[WORK REQUIRED]
How many lines in the items below contain the string "section"? Reply with the count alone.

[MATERIAL TO PROCESS]
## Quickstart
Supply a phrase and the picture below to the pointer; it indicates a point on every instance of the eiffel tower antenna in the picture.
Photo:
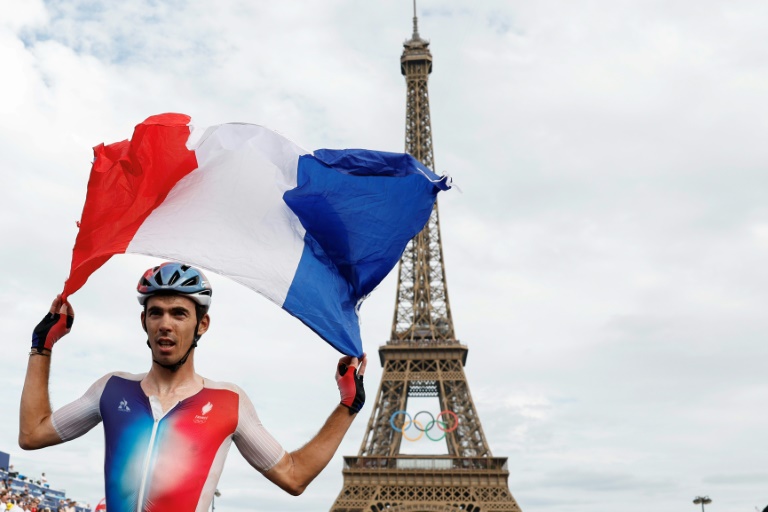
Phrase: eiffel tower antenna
(415, 23)
(423, 358)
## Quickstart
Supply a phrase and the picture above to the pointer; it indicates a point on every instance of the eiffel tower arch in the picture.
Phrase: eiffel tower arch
(423, 358)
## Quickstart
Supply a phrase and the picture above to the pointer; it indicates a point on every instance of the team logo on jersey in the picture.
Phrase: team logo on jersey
(206, 409)
(123, 406)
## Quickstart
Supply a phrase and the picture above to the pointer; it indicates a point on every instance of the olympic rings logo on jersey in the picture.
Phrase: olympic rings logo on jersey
(448, 423)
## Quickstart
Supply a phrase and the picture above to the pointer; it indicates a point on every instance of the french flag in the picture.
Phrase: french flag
(313, 232)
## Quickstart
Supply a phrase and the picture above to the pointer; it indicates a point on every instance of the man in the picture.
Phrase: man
(167, 431)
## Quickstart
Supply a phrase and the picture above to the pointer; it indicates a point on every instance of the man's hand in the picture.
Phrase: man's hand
(349, 378)
(55, 325)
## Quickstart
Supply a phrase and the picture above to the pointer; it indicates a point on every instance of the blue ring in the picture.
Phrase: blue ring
(392, 420)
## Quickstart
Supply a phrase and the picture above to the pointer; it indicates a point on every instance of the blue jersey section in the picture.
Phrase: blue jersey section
(128, 423)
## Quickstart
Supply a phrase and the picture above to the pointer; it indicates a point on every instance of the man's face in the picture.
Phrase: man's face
(170, 322)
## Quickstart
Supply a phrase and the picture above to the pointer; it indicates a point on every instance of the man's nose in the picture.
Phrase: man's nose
(165, 323)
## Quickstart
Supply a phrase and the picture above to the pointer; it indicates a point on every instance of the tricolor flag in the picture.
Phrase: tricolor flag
(313, 232)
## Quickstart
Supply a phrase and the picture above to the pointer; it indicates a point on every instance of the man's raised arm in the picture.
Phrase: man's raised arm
(295, 470)
(35, 425)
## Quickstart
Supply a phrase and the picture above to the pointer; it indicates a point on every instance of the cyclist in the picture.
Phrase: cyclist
(168, 431)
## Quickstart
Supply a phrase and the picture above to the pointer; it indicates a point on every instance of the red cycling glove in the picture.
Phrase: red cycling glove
(52, 328)
(351, 387)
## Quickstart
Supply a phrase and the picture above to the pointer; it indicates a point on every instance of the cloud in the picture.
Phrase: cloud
(605, 260)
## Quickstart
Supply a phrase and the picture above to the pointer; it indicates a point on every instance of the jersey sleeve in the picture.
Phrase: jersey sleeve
(255, 443)
(78, 417)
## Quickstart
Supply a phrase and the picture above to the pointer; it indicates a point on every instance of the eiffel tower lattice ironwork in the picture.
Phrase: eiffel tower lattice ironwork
(423, 358)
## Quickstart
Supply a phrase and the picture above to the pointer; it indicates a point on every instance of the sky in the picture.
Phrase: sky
(605, 256)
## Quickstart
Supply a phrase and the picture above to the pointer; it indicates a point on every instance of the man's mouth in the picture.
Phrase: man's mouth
(165, 343)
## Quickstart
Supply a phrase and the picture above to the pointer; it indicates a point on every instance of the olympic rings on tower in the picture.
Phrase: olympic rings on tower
(408, 422)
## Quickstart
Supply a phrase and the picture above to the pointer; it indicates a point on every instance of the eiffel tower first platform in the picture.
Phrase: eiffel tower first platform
(423, 358)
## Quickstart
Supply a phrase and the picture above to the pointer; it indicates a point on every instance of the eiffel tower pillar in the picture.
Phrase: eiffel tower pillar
(423, 358)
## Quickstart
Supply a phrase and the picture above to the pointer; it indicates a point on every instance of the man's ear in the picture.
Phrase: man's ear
(205, 323)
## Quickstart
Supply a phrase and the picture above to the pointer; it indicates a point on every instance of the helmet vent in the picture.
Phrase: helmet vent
(190, 282)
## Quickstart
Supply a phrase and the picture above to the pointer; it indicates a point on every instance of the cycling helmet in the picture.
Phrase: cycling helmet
(175, 278)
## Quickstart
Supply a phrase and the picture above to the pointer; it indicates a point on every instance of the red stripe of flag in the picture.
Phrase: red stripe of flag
(129, 179)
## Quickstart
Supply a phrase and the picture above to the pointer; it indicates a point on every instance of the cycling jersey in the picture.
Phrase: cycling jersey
(167, 460)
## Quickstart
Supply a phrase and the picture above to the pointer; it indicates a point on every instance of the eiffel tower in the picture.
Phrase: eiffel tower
(423, 358)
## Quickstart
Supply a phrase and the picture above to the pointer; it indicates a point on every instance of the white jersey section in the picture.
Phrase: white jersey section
(78, 417)
(228, 215)
(255, 443)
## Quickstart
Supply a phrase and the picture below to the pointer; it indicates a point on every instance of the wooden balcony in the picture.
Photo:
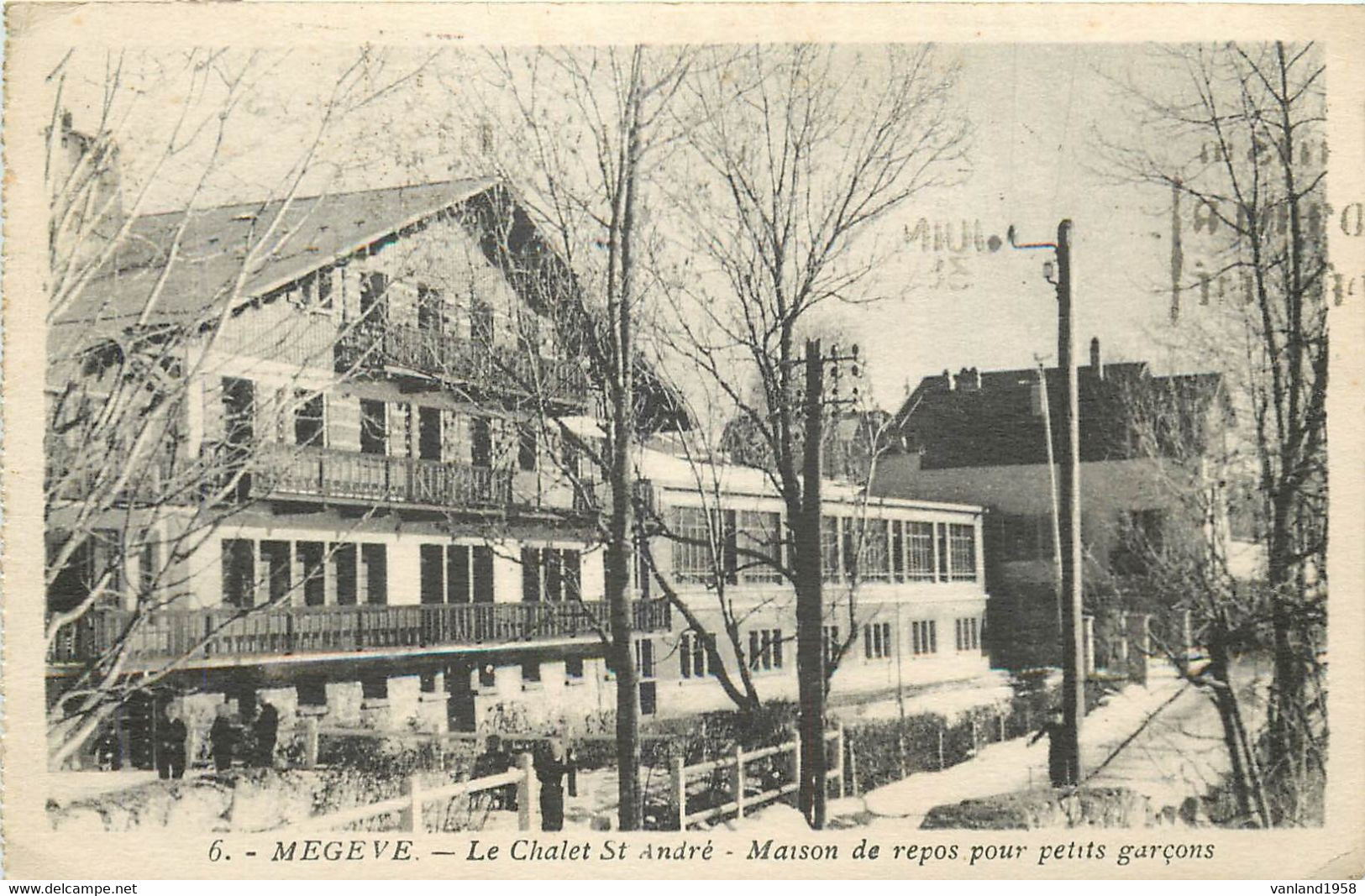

[WRITTEN RESPONSE]
4